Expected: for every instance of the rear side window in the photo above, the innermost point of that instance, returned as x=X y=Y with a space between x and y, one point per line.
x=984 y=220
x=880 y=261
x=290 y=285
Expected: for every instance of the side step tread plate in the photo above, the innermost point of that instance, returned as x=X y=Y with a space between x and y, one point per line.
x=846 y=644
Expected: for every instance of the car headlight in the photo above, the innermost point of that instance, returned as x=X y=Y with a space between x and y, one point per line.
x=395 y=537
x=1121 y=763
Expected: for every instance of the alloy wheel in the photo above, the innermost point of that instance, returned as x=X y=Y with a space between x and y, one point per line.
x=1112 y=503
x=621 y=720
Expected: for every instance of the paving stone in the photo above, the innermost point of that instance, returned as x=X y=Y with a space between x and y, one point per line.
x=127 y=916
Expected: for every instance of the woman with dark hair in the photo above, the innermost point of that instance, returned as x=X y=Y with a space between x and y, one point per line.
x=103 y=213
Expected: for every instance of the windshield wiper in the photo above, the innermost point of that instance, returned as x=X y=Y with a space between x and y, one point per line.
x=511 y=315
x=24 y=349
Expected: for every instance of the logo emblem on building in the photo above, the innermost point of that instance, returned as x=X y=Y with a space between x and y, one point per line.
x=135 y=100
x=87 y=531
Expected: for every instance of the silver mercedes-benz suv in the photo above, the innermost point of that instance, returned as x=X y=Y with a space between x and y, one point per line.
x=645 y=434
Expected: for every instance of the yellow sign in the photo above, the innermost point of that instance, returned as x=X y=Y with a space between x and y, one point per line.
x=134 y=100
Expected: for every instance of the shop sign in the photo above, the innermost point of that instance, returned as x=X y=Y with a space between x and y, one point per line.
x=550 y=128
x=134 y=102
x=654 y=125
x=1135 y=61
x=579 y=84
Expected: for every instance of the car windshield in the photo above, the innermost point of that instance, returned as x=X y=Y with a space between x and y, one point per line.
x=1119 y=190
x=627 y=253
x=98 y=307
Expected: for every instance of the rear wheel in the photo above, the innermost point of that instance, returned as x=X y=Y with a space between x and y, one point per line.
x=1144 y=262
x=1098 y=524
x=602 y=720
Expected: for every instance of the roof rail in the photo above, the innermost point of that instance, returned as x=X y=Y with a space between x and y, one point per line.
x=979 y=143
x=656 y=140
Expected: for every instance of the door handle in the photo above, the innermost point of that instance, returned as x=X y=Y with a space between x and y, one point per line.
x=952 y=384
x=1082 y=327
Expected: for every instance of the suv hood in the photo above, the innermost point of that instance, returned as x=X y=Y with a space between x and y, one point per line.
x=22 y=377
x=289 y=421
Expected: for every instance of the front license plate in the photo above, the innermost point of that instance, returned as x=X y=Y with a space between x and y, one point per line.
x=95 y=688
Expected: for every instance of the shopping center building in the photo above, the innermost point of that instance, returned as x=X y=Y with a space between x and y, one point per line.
====
**Request**
Present every row above as a numbered list and omit any blank lines.

**Output of the task**
1. Expected: for every instance of the rear side window in the photo above, the innermost point of that instance, returned as x=X y=Y with a space between x and y, one point per line.
2. x=984 y=220
3. x=880 y=261
4. x=290 y=285
5. Expected: for every instance of the side step tread plate in the photo above, the innermost point of that instance, returned as x=X y=Y with a space between x and y, one point per line.
6. x=846 y=644
7. Expected: for every instance of the car headlight in the photo above, the innermost point of that instance, returned as x=X y=Y with a space between x and y, one point per line.
8. x=395 y=537
9. x=1121 y=763
10. Expected: for every instance of the alloy wheel in the photo above, the innermost point of that instance, returned as x=X y=Y with a space between x and y, one point per line.
11. x=1112 y=503
12. x=621 y=720
13. Expected: for every instance of the paving stone in the photo above, the innermost point of that instance, returned as x=X y=Y with a space between x and y, one point per line.
14. x=127 y=916
15. Expected: for every instance of the woman with dark hair in the photo above, the innermost point of that instance, returned as x=X y=Y with a space between x and y, one point per line.
16. x=103 y=213
17. Expected: for every instance of the windshield wiper in the photo above, the innermost point of that instance, returned as x=X y=Y with a space between x and y, one point per line.
18. x=511 y=315
19. x=24 y=349
20. Expected: for every instance of the logo emblem on building in the photo above, the innermost point of that instance, returned as x=X y=Y with a space between x and y, one point per line.
21. x=135 y=100
22. x=87 y=531
23. Expected: for every instance of the silver mercedes-benz suv in the photo above, the innermost point of that instance, returned as x=X y=Y with a space between x and y, one point per line.
24. x=645 y=434
25. Expected: for every instance of the yellow sign in the photo above, the innermost point of that instance, returned as x=X y=Y with a space between x and y, one point per line.
26. x=134 y=100
27. Expected: for every instance of the shop sign in the photo above, the innermost point of that instance, returned as x=X y=Y with a space between x and y, one point per line.
28. x=550 y=128
29. x=134 y=102
30. x=654 y=125
31. x=1135 y=61
32. x=579 y=84
33. Expected: for every instance of the car windshield in the photo above, the innermost point of that instance, returned as x=X y=Y with a space between x and y, one point per line.
34. x=1119 y=190
35. x=627 y=253
36. x=98 y=307
37. Expected: for every instance of the rear wheel in the photo above, the innermost point of that instance, returned as x=X y=Y with a space between x and y, one point per line.
38. x=1144 y=262
39. x=1098 y=524
40. x=602 y=720
41. Expected: for every instance of the roof rail in the photo above, the innermost point of that instance, returned as x=X y=Y with a space between x and y, one point per line.
42. x=979 y=143
43. x=656 y=140
44. Expected: for every instance of the door handle in the photo above, the innermost point of that instance, returned as x=X y=Y with a space between x and y, one point per line.
45. x=952 y=384
46. x=1082 y=327
47. Expected: for every instance of the suv hood in the photo above, the innermost point of that instance, returned as x=X y=Y with a space between x and y, one point per line.
48. x=22 y=377
49. x=289 y=421
50. Expected: for every instance of the front license plate in the photo above, the innermost point of that instance, returned as x=X y=Y with a space between x and y, one point per line.
51. x=95 y=688
52. Expected: for every instance of the shopping center building in the photo above, the innermost point of that instance, returned as x=X y=Y with a space between x and y, one point per line.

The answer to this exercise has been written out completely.